Location labeling records:
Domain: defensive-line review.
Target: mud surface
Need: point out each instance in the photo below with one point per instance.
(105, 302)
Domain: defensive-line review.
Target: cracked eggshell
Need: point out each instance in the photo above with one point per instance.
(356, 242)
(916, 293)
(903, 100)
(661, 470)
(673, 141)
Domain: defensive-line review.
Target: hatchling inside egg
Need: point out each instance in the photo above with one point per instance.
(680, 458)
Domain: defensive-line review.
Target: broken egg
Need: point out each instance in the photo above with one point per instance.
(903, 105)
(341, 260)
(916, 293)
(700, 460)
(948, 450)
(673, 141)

_What to do_
Recast all of the items above as a two-column CSV with the header item_text,answer and one row per item. Put each item's text and its answer in a single quoted field, and replace line breaks with spaces.

_Completed exercise_
item_text,answer
"Domain: defensive-line review. Target: mud surface Need: point out each instance in the photo below with one point per instance.","(105, 302)"
"Domain: defensive-line review. Target: cracked eggshell Need: point out each instance in the photo above with one point per instance.","(356, 242) (916, 293) (903, 100) (661, 470) (673, 141)"
"Domain: defensive-line review. Target: hatchling inside egg Need: point out each instance in the photo above with one point per instance.","(680, 458)"
"Domain: defensive-line review. Target: broken egg Need: point out each instance in the photo above with one point per instance.","(903, 105) (341, 260) (916, 293) (700, 460) (948, 450) (673, 141)"